[[ MATERIAL PROVIDED open ]]
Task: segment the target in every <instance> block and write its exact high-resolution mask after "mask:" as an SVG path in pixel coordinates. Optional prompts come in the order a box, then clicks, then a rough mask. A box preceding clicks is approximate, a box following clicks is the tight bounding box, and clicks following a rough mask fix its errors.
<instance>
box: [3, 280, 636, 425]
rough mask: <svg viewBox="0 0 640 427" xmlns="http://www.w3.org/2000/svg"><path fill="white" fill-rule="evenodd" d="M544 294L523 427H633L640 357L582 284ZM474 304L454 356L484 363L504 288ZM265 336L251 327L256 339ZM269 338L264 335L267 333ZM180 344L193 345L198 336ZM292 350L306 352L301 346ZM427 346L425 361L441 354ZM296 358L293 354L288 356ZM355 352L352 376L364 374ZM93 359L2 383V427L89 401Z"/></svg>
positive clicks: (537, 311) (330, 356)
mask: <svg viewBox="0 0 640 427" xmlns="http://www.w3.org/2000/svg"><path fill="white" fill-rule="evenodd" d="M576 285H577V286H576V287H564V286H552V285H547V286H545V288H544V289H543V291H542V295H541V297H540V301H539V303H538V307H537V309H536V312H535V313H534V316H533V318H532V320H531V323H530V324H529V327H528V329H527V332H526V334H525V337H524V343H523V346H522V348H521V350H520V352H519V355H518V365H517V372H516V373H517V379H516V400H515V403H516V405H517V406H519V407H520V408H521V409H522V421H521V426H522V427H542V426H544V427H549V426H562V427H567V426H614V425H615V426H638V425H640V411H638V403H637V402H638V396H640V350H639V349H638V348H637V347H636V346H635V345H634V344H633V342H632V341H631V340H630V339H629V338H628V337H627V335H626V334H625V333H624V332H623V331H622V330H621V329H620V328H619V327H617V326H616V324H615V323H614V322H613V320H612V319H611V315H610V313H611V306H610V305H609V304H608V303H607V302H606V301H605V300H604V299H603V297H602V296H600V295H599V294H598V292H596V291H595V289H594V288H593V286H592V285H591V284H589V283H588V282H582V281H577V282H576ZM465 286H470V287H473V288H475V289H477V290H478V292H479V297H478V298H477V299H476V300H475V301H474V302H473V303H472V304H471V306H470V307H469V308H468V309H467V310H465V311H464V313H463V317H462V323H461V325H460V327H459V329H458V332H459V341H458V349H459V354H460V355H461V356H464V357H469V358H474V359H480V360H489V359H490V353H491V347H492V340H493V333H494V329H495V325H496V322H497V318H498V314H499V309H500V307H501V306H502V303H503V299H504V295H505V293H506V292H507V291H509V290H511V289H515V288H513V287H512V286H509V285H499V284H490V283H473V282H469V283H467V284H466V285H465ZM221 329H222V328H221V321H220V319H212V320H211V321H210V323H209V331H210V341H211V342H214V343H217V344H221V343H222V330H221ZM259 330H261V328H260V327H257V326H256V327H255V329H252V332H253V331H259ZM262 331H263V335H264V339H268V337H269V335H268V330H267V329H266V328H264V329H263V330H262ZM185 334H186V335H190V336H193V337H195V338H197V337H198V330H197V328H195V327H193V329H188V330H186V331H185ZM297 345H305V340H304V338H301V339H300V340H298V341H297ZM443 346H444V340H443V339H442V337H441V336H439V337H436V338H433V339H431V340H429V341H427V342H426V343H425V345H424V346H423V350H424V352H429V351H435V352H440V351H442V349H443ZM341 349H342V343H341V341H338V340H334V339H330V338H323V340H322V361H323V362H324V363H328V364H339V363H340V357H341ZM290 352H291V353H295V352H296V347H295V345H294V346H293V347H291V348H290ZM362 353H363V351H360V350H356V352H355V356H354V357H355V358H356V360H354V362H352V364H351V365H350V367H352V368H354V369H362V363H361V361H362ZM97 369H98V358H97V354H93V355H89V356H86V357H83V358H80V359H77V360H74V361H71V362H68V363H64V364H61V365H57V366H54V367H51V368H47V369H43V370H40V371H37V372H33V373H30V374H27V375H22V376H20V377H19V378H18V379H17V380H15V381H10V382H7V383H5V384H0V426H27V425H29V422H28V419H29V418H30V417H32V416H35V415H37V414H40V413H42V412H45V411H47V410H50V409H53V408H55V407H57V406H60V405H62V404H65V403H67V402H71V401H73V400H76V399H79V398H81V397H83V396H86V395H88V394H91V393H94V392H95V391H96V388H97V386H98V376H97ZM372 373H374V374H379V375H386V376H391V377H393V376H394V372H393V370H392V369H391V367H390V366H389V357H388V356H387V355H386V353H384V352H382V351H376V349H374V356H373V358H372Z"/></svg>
[[ MATERIAL PROVIDED closed ]]
ACTIVITY >>
Please copy out, word for word, every line from the very first one down to the line containing "positive clicks: (537, 311) (330, 356)", including that line.

FINISHED TASK >>
Task: segment the target in every <instance> block and write its exact high-resolution mask after "mask:" as an SVG path in pixel coordinates. Optional prompts come in the order a box, then clicks, then a rough mask. A box preceding clicks is approximate, a box following clicks is the tight bounding box, and clicks following a rough mask fix its errors.
<instance>
box: [3, 280, 636, 425]
rough mask: <svg viewBox="0 0 640 427" xmlns="http://www.w3.org/2000/svg"><path fill="white" fill-rule="evenodd" d="M544 294L523 427H633L640 357L582 284ZM474 304L454 356L484 363L504 288ZM265 336L251 327L256 339ZM269 338L264 335L267 333ZM180 344L193 345L198 336ZM292 350L306 352L301 346ZM427 346L425 361L441 354ZM296 358L293 354L288 356ZM355 352L352 376L364 374ZM93 359L2 383V427L89 401Z"/></svg>
positive clicks: (537, 311) (330, 356)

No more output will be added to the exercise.